RAW DATA →

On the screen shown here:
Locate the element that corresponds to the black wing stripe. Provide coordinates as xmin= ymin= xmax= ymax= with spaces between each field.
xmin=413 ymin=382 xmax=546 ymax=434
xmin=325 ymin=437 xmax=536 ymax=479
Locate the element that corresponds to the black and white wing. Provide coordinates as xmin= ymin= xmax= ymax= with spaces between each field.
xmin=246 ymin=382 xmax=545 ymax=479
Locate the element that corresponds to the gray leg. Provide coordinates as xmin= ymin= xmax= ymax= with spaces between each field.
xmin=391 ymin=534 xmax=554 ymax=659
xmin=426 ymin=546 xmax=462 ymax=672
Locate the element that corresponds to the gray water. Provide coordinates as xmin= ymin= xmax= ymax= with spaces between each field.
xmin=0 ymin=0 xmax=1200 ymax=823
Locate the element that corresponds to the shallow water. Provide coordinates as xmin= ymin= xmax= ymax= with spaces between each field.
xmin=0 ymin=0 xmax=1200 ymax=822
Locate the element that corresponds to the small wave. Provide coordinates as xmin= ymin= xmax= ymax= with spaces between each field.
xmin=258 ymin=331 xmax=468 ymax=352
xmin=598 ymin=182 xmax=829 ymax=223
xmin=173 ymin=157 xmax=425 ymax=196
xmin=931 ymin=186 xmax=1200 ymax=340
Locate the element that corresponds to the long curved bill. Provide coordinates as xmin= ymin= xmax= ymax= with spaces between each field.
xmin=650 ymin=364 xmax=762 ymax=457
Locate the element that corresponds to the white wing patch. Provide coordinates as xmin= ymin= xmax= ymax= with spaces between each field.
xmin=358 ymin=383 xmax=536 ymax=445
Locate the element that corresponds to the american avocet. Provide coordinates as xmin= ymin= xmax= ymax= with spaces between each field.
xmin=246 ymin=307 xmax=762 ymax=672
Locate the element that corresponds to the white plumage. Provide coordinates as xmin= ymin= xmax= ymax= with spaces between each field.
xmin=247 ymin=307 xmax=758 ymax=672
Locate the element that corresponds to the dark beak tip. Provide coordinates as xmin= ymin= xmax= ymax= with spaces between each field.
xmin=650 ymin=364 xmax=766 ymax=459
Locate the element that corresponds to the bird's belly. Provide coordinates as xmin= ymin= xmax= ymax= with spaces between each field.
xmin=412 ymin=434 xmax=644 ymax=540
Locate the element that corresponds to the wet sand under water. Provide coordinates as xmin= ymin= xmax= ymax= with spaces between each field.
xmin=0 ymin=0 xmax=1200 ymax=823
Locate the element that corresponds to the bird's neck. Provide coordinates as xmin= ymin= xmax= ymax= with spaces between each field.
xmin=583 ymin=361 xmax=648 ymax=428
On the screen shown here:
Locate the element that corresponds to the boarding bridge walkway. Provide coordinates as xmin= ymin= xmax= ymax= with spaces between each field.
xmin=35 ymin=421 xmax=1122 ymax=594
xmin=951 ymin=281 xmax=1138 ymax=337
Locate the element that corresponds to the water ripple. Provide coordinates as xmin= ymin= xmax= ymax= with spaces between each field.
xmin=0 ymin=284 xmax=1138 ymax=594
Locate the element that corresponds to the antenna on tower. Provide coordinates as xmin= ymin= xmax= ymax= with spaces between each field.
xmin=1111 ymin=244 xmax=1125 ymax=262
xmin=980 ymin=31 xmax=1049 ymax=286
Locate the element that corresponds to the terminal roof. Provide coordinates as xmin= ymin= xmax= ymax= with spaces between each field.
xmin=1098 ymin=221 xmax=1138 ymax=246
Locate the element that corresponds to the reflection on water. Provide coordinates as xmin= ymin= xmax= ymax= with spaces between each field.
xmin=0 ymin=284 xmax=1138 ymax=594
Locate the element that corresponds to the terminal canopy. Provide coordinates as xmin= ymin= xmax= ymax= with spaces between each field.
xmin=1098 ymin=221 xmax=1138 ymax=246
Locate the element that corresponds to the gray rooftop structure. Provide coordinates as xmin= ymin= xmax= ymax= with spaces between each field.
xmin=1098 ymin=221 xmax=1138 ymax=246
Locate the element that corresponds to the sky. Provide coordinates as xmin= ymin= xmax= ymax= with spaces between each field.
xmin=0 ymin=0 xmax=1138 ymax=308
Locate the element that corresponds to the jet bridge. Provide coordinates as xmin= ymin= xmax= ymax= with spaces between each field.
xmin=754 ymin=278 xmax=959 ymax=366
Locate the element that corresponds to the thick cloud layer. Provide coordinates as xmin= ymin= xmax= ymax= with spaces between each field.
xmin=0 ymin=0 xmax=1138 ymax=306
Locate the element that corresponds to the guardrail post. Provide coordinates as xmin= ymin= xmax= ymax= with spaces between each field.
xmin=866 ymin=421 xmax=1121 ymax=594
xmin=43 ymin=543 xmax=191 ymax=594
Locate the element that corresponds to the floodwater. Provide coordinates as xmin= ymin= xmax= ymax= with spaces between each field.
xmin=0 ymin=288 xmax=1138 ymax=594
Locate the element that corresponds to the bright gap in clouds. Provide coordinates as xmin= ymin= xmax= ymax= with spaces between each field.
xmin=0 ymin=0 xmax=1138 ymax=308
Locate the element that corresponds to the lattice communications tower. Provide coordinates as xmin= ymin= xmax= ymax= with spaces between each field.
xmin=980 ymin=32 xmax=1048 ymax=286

YOUR OBJECTIVE → Render the lines of material between the one holding "Locate the element that corresponds to the dark" and the one holding "xmin=412 ymin=434 xmax=644 ymax=540", inclusive, as a Markdown table with the columns "Row" and "Line". Number each line and omit blank lines.

ANSWER IN FULL →
| Row | Line |
|---|---|
| 1 | Locate the element that corresponds to the dark beak tip. Provide coordinates as xmin= ymin= xmax= ymax= with spaces between each field. |
| 2 | xmin=650 ymin=364 xmax=766 ymax=459 |
| 3 | Locate the element that corresponds to the bird's belly. Provide coordinates as xmin= ymin= xmax= ymax= with spaces between each field. |
| 4 | xmin=412 ymin=434 xmax=644 ymax=540 |